EXTRACTED MATERIAL -
>>>

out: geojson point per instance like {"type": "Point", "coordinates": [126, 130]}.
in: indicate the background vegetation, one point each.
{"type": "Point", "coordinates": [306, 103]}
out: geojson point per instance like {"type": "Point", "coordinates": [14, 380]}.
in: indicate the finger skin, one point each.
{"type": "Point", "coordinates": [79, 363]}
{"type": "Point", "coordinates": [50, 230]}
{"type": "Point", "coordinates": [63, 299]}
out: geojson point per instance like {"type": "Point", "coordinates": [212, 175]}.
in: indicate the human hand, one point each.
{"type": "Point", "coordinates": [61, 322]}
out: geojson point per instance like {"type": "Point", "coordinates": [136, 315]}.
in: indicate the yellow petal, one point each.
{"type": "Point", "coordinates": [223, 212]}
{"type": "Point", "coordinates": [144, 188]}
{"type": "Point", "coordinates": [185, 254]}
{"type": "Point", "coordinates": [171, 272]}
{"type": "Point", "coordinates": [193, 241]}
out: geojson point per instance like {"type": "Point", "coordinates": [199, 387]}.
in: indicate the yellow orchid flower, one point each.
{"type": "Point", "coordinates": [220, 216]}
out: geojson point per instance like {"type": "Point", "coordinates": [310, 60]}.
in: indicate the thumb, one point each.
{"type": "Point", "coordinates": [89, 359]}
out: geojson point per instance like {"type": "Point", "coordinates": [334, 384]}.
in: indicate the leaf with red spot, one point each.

<<<

ACTIVITY -
Send back each record exactly as it stands.

WRITTEN SOLUTION -
out: geojson point per instance like {"type": "Point", "coordinates": [126, 130]}.
in: indicate the background vegetation, one point each.
{"type": "Point", "coordinates": [306, 103]}
out: geojson point per instance like {"type": "Point", "coordinates": [14, 380]}.
in: indicate the finger skin, one point each.
{"type": "Point", "coordinates": [79, 363]}
{"type": "Point", "coordinates": [50, 230]}
{"type": "Point", "coordinates": [63, 299]}
out: geojson point per instance like {"type": "Point", "coordinates": [212, 175]}.
in: indicate the human hand, one point each.
{"type": "Point", "coordinates": [61, 322]}
out: geojson point per instance like {"type": "Point", "coordinates": [136, 315]}.
in: indicate the yellow petal, one point each.
{"type": "Point", "coordinates": [223, 212]}
{"type": "Point", "coordinates": [144, 188]}
{"type": "Point", "coordinates": [185, 254]}
{"type": "Point", "coordinates": [171, 272]}
{"type": "Point", "coordinates": [193, 241]}
out: geojson point per instance like {"type": "Point", "coordinates": [199, 387]}.
in: indicate the yellow orchid flower, one point each.
{"type": "Point", "coordinates": [220, 216]}
out: geojson point per instance like {"type": "Point", "coordinates": [310, 60]}.
in: indicate the thumb, one point each.
{"type": "Point", "coordinates": [89, 359]}
out: geojson point per instance like {"type": "Point", "coordinates": [334, 384]}.
in: indicate the leaf with red spot, one point each.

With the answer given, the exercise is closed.